• **Exercise goal**: Return each line of the records below in which the string "above" turns up.

• **Stored records**:

◆ ◆ ◆

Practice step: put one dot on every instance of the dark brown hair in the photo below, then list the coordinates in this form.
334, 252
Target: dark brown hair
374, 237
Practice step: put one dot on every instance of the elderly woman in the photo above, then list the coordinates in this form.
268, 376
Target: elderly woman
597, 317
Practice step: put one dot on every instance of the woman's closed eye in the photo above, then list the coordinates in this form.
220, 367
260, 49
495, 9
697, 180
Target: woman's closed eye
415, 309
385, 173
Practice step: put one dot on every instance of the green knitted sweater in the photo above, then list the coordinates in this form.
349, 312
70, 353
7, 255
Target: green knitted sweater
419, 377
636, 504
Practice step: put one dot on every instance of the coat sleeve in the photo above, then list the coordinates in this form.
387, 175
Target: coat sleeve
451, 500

◆ ◆ ◆

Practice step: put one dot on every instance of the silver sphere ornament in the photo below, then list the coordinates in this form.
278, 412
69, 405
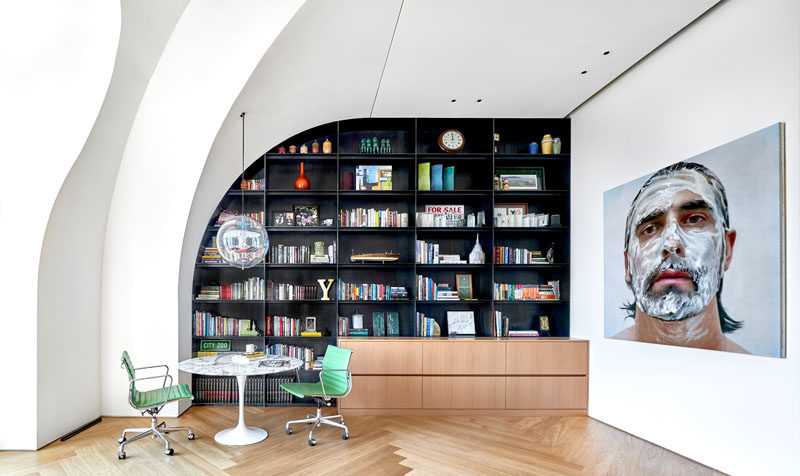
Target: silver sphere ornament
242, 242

◆ ◆ ◆

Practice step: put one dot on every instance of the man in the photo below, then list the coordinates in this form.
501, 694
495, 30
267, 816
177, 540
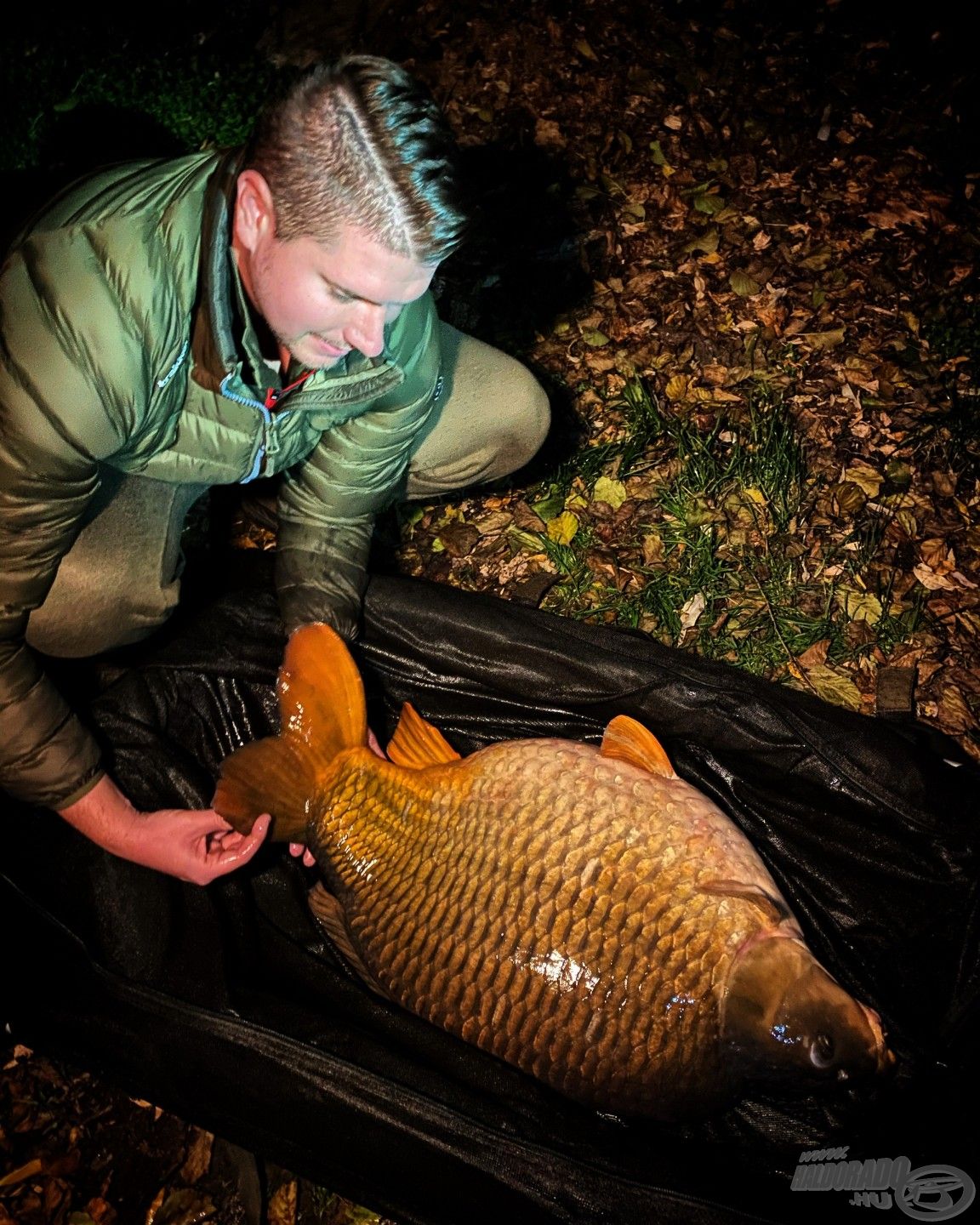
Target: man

◆ ◆ ◆

• **Exercise answer**:
Practice step: put one dot on every instance of the elderly woman in the photo above, then list the coordinates in this form.
Practice step: put one dot on every instance of the woman's closed eye in the photo above, then list the coordinates in this form.
Practice step: put one dot on every instance of the green knitted sweater in the photo above, then list the coordinates in this form.
Practice step: put one dot on every instance of the coat sleeve in the photo above, then list the coordinates in this form.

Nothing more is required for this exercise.